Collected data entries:
○ ○ ○ ○

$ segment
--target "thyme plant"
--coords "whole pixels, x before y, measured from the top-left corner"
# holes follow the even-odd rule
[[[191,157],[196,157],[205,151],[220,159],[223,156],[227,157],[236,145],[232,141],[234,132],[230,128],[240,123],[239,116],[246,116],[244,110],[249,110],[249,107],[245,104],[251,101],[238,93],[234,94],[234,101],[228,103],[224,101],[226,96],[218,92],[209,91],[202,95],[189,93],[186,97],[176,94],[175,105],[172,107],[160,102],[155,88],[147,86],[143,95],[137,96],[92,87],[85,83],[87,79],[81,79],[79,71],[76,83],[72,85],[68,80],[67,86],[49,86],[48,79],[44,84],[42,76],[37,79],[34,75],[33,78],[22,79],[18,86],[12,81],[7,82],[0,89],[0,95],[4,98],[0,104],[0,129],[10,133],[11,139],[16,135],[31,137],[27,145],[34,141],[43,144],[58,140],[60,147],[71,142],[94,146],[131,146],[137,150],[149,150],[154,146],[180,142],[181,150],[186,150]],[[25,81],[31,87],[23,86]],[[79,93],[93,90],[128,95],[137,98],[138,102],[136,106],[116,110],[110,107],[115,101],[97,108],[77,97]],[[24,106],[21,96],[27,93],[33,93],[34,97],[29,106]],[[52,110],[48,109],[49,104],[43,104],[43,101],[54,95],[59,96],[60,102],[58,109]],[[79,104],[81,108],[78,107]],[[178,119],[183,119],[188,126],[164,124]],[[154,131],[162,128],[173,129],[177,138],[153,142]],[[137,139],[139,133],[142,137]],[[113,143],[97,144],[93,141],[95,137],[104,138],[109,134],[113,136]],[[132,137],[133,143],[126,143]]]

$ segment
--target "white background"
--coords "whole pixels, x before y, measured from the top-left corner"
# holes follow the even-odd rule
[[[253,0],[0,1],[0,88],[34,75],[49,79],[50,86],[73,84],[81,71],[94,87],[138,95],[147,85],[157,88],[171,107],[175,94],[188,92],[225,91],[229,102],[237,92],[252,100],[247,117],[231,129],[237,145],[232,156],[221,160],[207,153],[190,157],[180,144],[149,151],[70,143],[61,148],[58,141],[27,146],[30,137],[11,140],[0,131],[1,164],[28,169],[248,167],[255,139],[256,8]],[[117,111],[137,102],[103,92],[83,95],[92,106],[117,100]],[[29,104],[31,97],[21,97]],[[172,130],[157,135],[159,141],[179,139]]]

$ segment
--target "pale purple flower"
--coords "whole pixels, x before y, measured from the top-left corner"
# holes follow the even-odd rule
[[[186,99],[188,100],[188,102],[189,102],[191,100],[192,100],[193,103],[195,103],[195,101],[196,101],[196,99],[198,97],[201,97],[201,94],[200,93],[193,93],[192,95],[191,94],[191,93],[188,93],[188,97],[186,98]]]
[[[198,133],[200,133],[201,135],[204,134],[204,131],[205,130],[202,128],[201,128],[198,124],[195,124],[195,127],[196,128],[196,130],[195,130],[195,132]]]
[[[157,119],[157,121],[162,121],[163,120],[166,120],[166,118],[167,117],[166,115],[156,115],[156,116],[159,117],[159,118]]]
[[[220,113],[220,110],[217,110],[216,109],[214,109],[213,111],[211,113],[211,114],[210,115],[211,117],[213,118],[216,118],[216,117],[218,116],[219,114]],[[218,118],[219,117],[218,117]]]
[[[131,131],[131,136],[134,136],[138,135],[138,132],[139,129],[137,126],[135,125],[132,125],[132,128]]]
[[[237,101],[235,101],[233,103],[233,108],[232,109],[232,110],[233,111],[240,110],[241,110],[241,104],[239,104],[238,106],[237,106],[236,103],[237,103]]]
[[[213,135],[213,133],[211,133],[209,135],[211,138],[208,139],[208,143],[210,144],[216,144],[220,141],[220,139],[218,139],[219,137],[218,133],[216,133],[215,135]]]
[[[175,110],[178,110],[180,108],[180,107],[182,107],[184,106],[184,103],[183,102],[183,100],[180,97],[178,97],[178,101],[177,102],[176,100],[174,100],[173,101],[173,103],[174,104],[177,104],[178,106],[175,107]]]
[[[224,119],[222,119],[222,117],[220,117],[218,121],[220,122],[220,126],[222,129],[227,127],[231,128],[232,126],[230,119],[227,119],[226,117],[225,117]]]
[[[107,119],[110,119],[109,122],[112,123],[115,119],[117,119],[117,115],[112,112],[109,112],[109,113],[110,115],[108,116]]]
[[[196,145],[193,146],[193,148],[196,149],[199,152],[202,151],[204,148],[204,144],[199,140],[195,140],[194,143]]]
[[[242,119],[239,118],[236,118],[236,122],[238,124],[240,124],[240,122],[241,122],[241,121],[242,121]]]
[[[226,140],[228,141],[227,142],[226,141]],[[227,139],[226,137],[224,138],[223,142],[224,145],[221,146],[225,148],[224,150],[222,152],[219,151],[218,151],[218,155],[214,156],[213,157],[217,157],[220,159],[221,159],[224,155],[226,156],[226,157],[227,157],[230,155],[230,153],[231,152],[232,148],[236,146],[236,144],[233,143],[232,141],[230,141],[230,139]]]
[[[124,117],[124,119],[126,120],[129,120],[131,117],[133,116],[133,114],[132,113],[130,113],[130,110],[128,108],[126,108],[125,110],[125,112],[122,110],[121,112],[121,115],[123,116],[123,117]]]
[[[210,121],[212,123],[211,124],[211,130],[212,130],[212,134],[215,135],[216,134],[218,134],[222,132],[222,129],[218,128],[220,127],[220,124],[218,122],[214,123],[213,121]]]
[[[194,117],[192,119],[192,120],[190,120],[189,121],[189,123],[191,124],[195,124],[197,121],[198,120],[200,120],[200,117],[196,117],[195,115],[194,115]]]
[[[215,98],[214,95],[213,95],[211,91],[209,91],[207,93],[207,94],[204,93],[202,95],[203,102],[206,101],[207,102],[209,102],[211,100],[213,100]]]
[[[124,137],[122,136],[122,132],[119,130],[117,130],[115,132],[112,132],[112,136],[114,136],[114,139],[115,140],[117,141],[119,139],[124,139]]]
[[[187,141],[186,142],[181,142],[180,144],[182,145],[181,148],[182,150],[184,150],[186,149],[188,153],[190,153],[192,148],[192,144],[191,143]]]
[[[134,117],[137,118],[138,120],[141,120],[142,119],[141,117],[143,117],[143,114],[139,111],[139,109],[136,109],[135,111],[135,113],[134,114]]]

○ ○ ○ ○

■ **Problem requirements**:
Output all of the data again. Match it exactly.

■ **Answer to the task**:
$ segment
--target "thyme plant"
--coords "whole pixels, x before y, measured from the top-left corner"
# holes follow the even-odd rule
[[[191,157],[196,157],[205,151],[220,159],[223,156],[227,157],[236,145],[232,141],[234,132],[230,128],[240,123],[239,116],[246,116],[244,110],[249,110],[249,107],[245,104],[251,101],[238,93],[234,94],[234,101],[228,103],[224,101],[226,96],[218,92],[209,91],[202,95],[189,93],[186,97],[176,94],[175,105],[172,107],[160,102],[155,88],[147,86],[143,95],[137,96],[92,87],[85,83],[87,79],[81,79],[79,71],[76,83],[72,85],[68,80],[67,86],[49,86],[48,79],[44,84],[42,76],[37,79],[34,75],[33,78],[22,79],[18,86],[12,81],[7,82],[0,89],[0,95],[4,98],[0,104],[0,129],[10,133],[11,139],[16,135],[31,137],[27,145],[34,141],[43,144],[58,140],[60,147],[71,142],[94,146],[131,146],[137,150],[149,150],[154,146],[180,142],[181,150],[186,150]],[[25,81],[31,87],[23,86]],[[79,93],[93,90],[128,95],[137,98],[138,102],[136,106],[116,110],[110,107],[115,101],[97,108],[77,97]],[[24,106],[21,96],[27,93],[33,93],[34,97],[29,106]],[[52,110],[48,109],[49,104],[43,104],[43,101],[54,95],[59,96],[60,102],[58,109]],[[79,104],[81,108],[78,107]],[[178,119],[183,119],[188,126],[164,124]],[[154,131],[162,128],[173,129],[177,138],[153,142]],[[137,139],[139,133],[142,137]],[[113,143],[97,144],[93,141],[95,137],[104,138],[109,134],[113,136]],[[132,137],[133,143],[126,143]]]

$ segment
--target "white background"
--coords "whole pixels, x before y, measured from the top-left corner"
# holes follow the even-odd rule
[[[253,0],[0,1],[0,88],[34,75],[49,79],[50,86],[73,84],[81,71],[94,87],[138,95],[147,85],[157,88],[171,107],[175,94],[188,92],[225,91],[229,102],[237,92],[252,100],[247,117],[231,129],[237,145],[232,156],[221,160],[207,153],[190,157],[180,144],[149,151],[70,143],[61,148],[58,141],[27,146],[30,137],[11,140],[0,131],[1,164],[28,169],[248,167],[255,139],[256,8]],[[117,111],[137,102],[103,92],[83,95],[92,106],[117,100]],[[29,104],[31,97],[21,97]],[[172,130],[157,135],[159,141],[179,139]]]

$ segment
--target "pale purple flower"
--coords "whole pixels, x before y, measured from the top-left corner"
# holes follow the even-odd rule
[[[186,99],[188,100],[188,102],[189,102],[191,100],[192,100],[193,103],[195,103],[195,101],[196,101],[196,99],[198,97],[201,97],[201,94],[200,93],[193,93],[192,95],[191,94],[191,93],[188,93],[188,97],[186,98]]]
[[[198,133],[200,133],[201,135],[204,134],[204,131],[205,130],[202,128],[201,128],[198,124],[195,124],[195,127],[196,128],[196,130],[195,130],[195,132]]]
[[[157,119],[157,121],[162,121],[163,120],[166,120],[166,118],[167,117],[166,115],[156,115],[156,116],[159,117],[159,118]]]
[[[220,113],[220,110],[217,110],[216,109],[214,109],[213,111],[211,113],[211,114],[210,115],[211,117],[213,118],[216,118],[216,117],[218,116],[219,114]],[[218,118],[219,117],[218,117]]]
[[[131,131],[131,136],[134,136],[138,135],[138,132],[139,129],[137,126],[135,125],[132,125],[132,128]]]
[[[237,101],[235,101],[233,103],[233,108],[232,109],[232,110],[233,111],[240,110],[241,110],[241,104],[239,104],[238,106],[237,106],[236,103],[237,103]]]
[[[213,135],[213,133],[211,133],[209,135],[211,138],[208,139],[208,143],[210,144],[216,144],[220,141],[220,139],[218,139],[219,137],[218,133],[216,133],[215,135]]]
[[[175,110],[178,110],[180,108],[180,107],[182,107],[184,106],[184,103],[183,102],[183,100],[180,97],[178,97],[178,101],[177,102],[176,100],[174,100],[173,101],[173,103],[174,104],[177,104],[178,106],[175,107]]]
[[[224,119],[222,119],[222,117],[220,117],[218,121],[220,122],[220,126],[222,129],[227,127],[231,128],[232,126],[230,119],[227,119],[226,117],[225,117]]]
[[[107,119],[110,119],[109,122],[112,123],[115,119],[117,119],[117,115],[112,112],[109,112],[109,113],[110,115],[108,116]]]
[[[196,145],[193,146],[193,148],[196,149],[199,152],[202,151],[204,148],[204,144],[199,140],[195,140],[194,143]]]
[[[242,119],[239,118],[236,118],[236,122],[238,124],[240,124],[240,122],[241,122],[241,121],[242,121]]]
[[[226,140],[228,141],[227,142],[226,141]],[[227,139],[226,137],[224,138],[223,142],[224,145],[221,146],[225,148],[224,150],[222,152],[219,151],[218,151],[218,155],[214,156],[213,157],[217,157],[220,159],[221,159],[224,155],[226,156],[226,157],[227,157],[230,155],[230,153],[231,152],[232,148],[236,146],[236,144],[233,143],[232,141],[230,141],[230,139]]]
[[[124,117],[124,119],[126,120],[129,120],[131,117],[133,116],[133,114],[132,113],[130,113],[130,110],[128,108],[126,108],[125,110],[125,112],[122,110],[121,112],[121,115],[123,116],[123,117]]]
[[[210,121],[212,123],[211,124],[211,130],[212,130],[212,134],[215,135],[216,134],[218,134],[222,132],[222,129],[218,128],[220,127],[220,124],[218,122],[214,123],[213,121]]]
[[[194,117],[192,119],[192,120],[190,120],[189,121],[189,123],[191,124],[195,124],[197,121],[198,120],[200,120],[200,117],[196,117],[195,115],[194,115]]]
[[[215,98],[214,95],[213,95],[211,91],[209,91],[207,93],[207,94],[204,93],[202,95],[203,102],[206,101],[207,102],[209,102],[211,100],[213,100]]]
[[[124,137],[122,136],[122,132],[119,130],[117,130],[115,132],[112,132],[112,136],[114,136],[114,139],[115,140],[117,141],[119,139],[124,139]]]
[[[187,141],[186,142],[181,142],[180,144],[182,145],[181,148],[182,150],[184,150],[186,149],[188,153],[190,153],[192,148],[192,144],[191,143]]]
[[[134,117],[137,118],[138,120],[141,120],[142,119],[141,117],[143,117],[143,114],[139,111],[139,109],[136,109],[135,111],[135,113],[134,114]]]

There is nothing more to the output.